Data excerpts
--

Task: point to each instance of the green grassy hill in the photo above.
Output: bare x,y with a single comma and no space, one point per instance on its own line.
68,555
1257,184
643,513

--

▸ WHAT IS REQUIRED
Whatever lines appear above, reproduce every one of them exactly.

▸ ANSWER AREA
Task: point to each instance of the green grassy hill in the photo above.
Output: bare x,y with a single comma and no space, one point per instance on its own line.
68,555
1257,184
643,513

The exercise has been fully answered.